Problem 1 - List every way the passage about Michael McLean says his filmed Forgotten Carols production can be watched.
Problem 2 - Please duplicate the stretch of the passage about Michael McLean from "You’d never guess" through "and tree lights.", word for word.

Passage shown -
::::::::

You’d never guess that Michael McLean, beloved storyteller and song writer, who has performed Forgotten Carols for 29 years, once faced a debilitating faith crisis. He has been as much a part of the holiday season for many Latter-day Saints as fireplaces and tree lights.
Even this year when COVID-19 made audiences in large venues impossible, instead of taking a hiatus for the season, he followed the lead of what Disney+ did with Hamilton, and filmed the production, which you still shouldn’t miss. Maybe, as January comes with heavy sighs, we need it more than ever. It is still playing in theaters and is available in both streaming and DVD formats. Click here https://forgottencarols.com/ to learn how to watch it.
It’s a good thing Michael was on film this year, instead of stage, because smack dab, in the middle of what would have been a slam of performances any other year, he and his family got COVID, and he ended up in the hospital struggling to recover.

::::::::

Information shown -
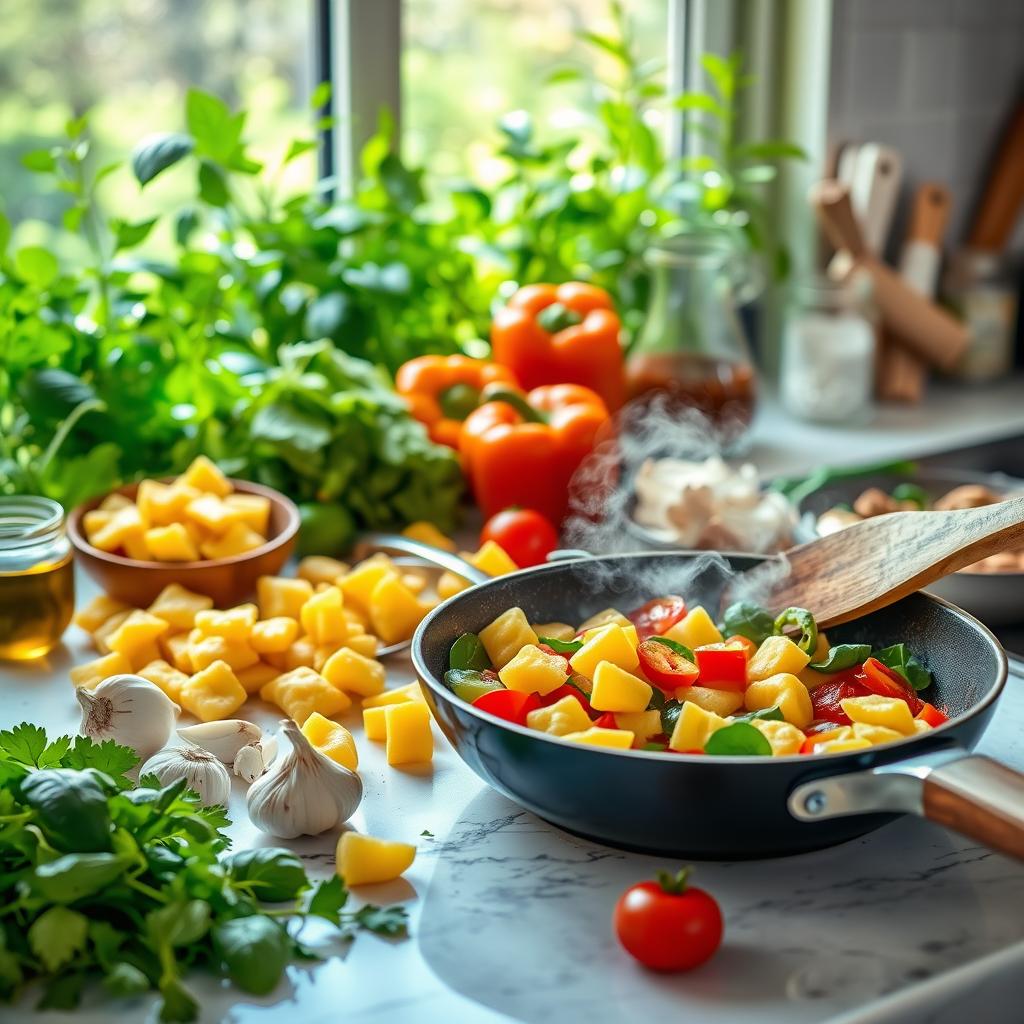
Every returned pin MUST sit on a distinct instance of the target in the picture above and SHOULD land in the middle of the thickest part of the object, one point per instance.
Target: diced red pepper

::::::::

Result 1 -
- In theaters
- Streaming
- DVD

Result 2 -
You’d never guess that Michael McLean, beloved storyteller and song writer, who has performed Forgotten Carols for 29 years, once faced a debilitating faith crisis. He has been as much a part of the holiday season for many Latter-day Saints as fireplaces and tree lights.